Extract to read:
----

Real-World Migration Example - CUDA* cuBLAS* syr Level-2 Sample

The cuBLAS syr routine performs a symmetric rank-1 update of a symmetric n by n matrix, which Intel® oneAPI Math Kernel Library (oneMKL) provides a SYCL counterpart through the mkl.h header. 

This level-2 routine from CUDA makes use of CMake to for its build system. To migrate this sample to SYCL code, a compilation database must be created from the CMake configuration. The Intel® DPC++ Compatibility Tool’s intercept build utility can be used in the build directory of the project to generate this compilation database. 

Export your Makefile Build-Settings Database

1. Create the build directory and generate a Makefile as is standard for CMake projects.

mkdir build && cd build
cmake ..

2. Once the Makefile is generated, the intercept-build tool can be used to create a compilation database

intercept-build make

This will generate a compile_commands.json file, which can be provided to the Intel® DPC++ Compatibility Tool for migrating the project.

Run the Intel® DPC++ Compatibility Tool

Running the Intel® DPC++ Compatibility Tool with the compilation database will migrate the project. To simplify the manual edits later in the process, suppressing code formatting using the –format-range option might be useful. 

dpct -p compile-commands.json --format-range=none

This will generate a dpct_output directory, which contains the migrated source code.

Some porting examples of the Intel® DPC++ Compatibility Tool can migrate on its own without developer intervention include:

CUDA defined macros gets migrated to oneMKL defined constants.

----

Information shown:
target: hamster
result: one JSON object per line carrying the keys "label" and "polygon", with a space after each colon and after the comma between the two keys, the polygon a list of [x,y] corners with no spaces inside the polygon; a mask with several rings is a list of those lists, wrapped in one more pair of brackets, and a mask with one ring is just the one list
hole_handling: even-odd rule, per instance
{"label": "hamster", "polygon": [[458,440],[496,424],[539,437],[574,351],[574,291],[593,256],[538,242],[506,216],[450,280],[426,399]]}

----

Task instructions:
A. Copy word for word the part of the cuBLAS syr migration walkthrough starting with "Export your Makefile" and going on through "migrating the project.".
B. Please resume the cuBLAS syr migration walkthrough from the point where it stops.

Solved tasks:
A.
Export your Makefile Build-Settings Database

1. Create the build directory and generate a Makefile as is standard for CMake projects.

mkdir build && cd build
cmake ..

2. Once the Makefile is generated, the intercept-build tool can be used to create a compilation database

intercept-build make

This will generate a compile_commands.json file, which can be provided to the Intel® DPC++ Compatibility Tool for migrating the project.

B.
cublasFillMode_t uplo = CUBLAS_FILL_MODE_UPPER;
oneapi::mkl::uplo uplo = oneapi::mkl::uplo::upper;

Device memory allocation and data are automatically migrated to the SYCL API counterpart:

CUDA_CHECK(cudaMalloc(reinterpret_cast<void **>(&d_A), 
           sizeof(data_type) * A.size()));
CUDA_CHECK(cudaMalloc(reinterpret_cast<void **>(&d_x), 
           sizeof(data_type) * x.size()));
CUDA_CHECK(cudaMemcpyAsync(d_A, A.data(), sizeof(data_type) *          
           A.size(), cudaMemcpyHostToDevice, stream));
CUDA_CHECK(cudaMemcpyAsync(d_x, x.data(), sizeof(data_type) * 
           x.size(), cudaMemcpyHostToDevice, stream));
d_A = (data_type *)sycl::malloc_device( sizeof(data_type) * 
                                        A.size(), q_ct1);
d_x = (data_type *)sycl::malloc_device( sizeof(data_type) * 
                                        x.size(), q_ct1);
stream->memcpy(d_A, A.data(), sizeof(data_type) * A.size());
stream->memcpy(d_x, x.data(), sizeof(data_type) * x.size());
Migrate CUDA Specific API Calls

Additionally, Intel® DPC++ Compatibility Tool ports CUDA specific routines to their oneMKL equivalents. It modifies arguments for the routine to match what the oneMKL library expects, such as passing alpha by value as opposed to by reference as it done in the CUDA source.

CUBLAS_CHECK(cublasDsyr(cublasH, uplo, n, &alpha, d_x, incx, 
                        d_A, lda));


oneapi::mkl::blas::column_major::syr(*cublasH, uplo, n, alpha,
                                      d_x, incx, d_A, lda);

Most of the warnings generated by Intel® DPC++ Compatibility Tool can be expected to be of type DPCT1003 which indicates that the statement was previously returning an error code, which now under SYCL, utilizes exceptions for error handling.

Warning IDs like DPCT1003 are well documented and can be easily looked up in the tool’s user guide.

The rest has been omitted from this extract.